## Region pointing data
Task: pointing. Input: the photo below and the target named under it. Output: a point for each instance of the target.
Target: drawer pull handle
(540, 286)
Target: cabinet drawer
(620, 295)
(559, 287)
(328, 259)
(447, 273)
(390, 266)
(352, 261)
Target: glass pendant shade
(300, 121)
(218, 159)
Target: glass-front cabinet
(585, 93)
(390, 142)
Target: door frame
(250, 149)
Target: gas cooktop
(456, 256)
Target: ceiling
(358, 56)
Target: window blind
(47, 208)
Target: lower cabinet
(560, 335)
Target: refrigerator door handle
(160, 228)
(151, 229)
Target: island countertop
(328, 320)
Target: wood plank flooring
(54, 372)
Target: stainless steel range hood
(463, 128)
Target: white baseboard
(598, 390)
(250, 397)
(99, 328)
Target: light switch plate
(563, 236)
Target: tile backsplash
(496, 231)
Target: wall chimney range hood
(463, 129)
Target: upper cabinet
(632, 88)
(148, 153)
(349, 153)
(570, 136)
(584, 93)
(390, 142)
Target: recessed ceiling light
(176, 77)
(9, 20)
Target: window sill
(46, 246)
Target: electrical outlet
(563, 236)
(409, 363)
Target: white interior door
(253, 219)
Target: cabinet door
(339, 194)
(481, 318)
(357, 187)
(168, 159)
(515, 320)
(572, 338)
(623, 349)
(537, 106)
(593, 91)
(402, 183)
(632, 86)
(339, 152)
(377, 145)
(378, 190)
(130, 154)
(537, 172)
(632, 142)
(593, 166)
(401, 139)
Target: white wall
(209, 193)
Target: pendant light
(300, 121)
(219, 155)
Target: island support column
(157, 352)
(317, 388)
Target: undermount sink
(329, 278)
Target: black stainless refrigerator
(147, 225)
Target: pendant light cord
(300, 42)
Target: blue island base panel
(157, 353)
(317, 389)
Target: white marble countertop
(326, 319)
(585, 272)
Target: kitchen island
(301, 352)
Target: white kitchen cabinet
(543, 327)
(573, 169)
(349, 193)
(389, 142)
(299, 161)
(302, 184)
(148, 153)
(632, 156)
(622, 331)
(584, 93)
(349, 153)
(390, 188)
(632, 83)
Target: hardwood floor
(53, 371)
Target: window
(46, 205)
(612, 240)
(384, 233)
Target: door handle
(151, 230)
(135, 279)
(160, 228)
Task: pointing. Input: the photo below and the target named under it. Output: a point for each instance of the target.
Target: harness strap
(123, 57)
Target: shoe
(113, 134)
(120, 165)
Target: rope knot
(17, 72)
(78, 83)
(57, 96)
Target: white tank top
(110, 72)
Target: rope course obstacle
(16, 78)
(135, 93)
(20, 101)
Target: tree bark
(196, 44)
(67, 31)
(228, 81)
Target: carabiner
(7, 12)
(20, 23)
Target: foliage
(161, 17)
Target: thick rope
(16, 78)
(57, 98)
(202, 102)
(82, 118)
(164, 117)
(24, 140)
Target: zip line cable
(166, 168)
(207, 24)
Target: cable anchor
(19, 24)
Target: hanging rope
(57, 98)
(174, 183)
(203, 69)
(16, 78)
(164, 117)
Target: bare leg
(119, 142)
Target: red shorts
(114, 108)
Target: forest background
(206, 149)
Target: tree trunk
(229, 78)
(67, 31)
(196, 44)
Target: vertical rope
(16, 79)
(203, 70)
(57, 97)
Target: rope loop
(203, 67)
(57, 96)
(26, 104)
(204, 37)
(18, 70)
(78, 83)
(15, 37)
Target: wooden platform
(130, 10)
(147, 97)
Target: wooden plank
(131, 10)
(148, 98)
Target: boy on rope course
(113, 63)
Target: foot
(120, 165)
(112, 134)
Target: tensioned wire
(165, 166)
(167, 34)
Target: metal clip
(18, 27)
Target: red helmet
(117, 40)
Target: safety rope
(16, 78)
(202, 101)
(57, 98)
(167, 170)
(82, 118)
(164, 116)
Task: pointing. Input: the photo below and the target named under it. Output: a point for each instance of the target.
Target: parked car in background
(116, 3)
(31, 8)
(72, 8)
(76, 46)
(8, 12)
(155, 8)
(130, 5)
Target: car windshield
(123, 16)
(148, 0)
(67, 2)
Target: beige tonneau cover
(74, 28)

## TASK TO CARRY OUT
Restate the data in full so that no line differs from the original.

## EXERCISE ANSWER
Task: pointing. Input: the photo below and the target named under it. Output: a point for each instance of the target.
Target: drawer pull handle
(540, 286)
Target: cabinet drawer
(620, 295)
(559, 287)
(328, 259)
(447, 273)
(390, 266)
(352, 261)
Target: glass pendant shade
(300, 121)
(218, 159)
Target: glass-front cabinet
(585, 93)
(390, 142)
Target: door frame
(250, 149)
Target: gas cooktop
(456, 256)
Target: ceiling
(358, 56)
Target: window blind
(47, 208)
Target: lower cabinet
(560, 335)
Target: refrigerator door handle
(160, 228)
(151, 229)
Target: island countertop
(328, 320)
Target: wood plank flooring
(54, 372)
Target: stainless steel range hood
(463, 128)
Target: white baseboard
(598, 390)
(250, 397)
(99, 328)
Target: light switch plate
(563, 236)
Target: tile backsplash
(496, 231)
Target: wall chimney range hood
(463, 129)
Target: upper cabinet
(632, 88)
(148, 153)
(349, 153)
(570, 136)
(584, 93)
(390, 142)
Target: recessed ceiling light
(176, 77)
(9, 20)
Target: window sill
(46, 246)
Target: electrical outlet
(563, 236)
(409, 363)
Target: white interior door
(253, 219)
Target: cabinet door
(339, 194)
(481, 318)
(357, 187)
(168, 159)
(515, 320)
(572, 338)
(623, 349)
(537, 106)
(593, 91)
(402, 183)
(632, 86)
(339, 152)
(377, 145)
(378, 190)
(130, 154)
(537, 172)
(632, 142)
(593, 166)
(401, 139)
Target: white wall
(209, 193)
Target: pendant light
(300, 121)
(219, 155)
Target: island support column
(157, 352)
(317, 388)
Target: undermount sink
(329, 278)
Target: black stainless refrigerator
(147, 225)
Target: pendant light cord
(300, 42)
Target: blue island base panel
(157, 353)
(317, 389)
Target: white marble countertop
(326, 319)
(585, 272)
Target: kitchen island
(301, 352)
Target: white kitchen cabinet
(543, 327)
(573, 169)
(349, 193)
(389, 142)
(299, 161)
(302, 184)
(148, 153)
(632, 156)
(622, 331)
(584, 93)
(349, 153)
(390, 188)
(632, 83)
Target: hardwood floor
(53, 371)
Target: window
(46, 205)
(612, 240)
(384, 233)
Target: door handle
(151, 230)
(135, 279)
(160, 228)
Task: pointing. Input: the photo below and the target named under it. Output: a point for each instance of the target.
Target: harness strap
(123, 57)
Target: shoe
(113, 134)
(120, 165)
Target: rope knot
(17, 72)
(78, 83)
(57, 96)
Target: white tank top
(110, 72)
Target: rope course obstacle
(16, 78)
(135, 93)
(20, 101)
Target: tree bark
(196, 44)
(67, 31)
(228, 81)
Target: carabiner
(7, 12)
(20, 23)
Target: foliage
(161, 17)
Target: thick rope
(16, 78)
(57, 98)
(202, 102)
(82, 118)
(164, 117)
(24, 140)
Target: zip line cable
(166, 168)
(207, 24)
Target: cable anchor
(19, 24)
Target: hanging rope
(57, 98)
(174, 183)
(203, 69)
(16, 78)
(164, 117)
Target: bare leg
(119, 142)
Target: red shorts
(114, 108)
Target: forest background
(206, 149)
Target: tree trunk
(229, 78)
(67, 31)
(196, 44)
Target: vertical rope
(16, 79)
(203, 70)
(57, 97)
Target: rope loop
(203, 67)
(57, 96)
(26, 104)
(204, 37)
(18, 70)
(78, 83)
(15, 37)
Target: wooden platform
(130, 10)
(147, 97)
Target: wooden plank
(131, 10)
(148, 98)
Target: boy on rope course
(113, 63)
Target: foot
(120, 165)
(112, 134)
Target: tensioned wire
(165, 166)
(167, 34)
Target: metal clip
(18, 27)
Target: red helmet
(117, 40)
Target: safety rope
(16, 78)
(202, 101)
(57, 98)
(167, 170)
(82, 118)
(164, 116)
Task: pointing. Input: the photo below and the target named under it. Output: a point for each instance of the target.
Target: parked car in background
(116, 3)
(31, 8)
(72, 8)
(76, 46)
(8, 12)
(155, 8)
(130, 5)
Target: car windshield
(123, 16)
(148, 0)
(67, 2)
Target: beige tonneau cover
(74, 28)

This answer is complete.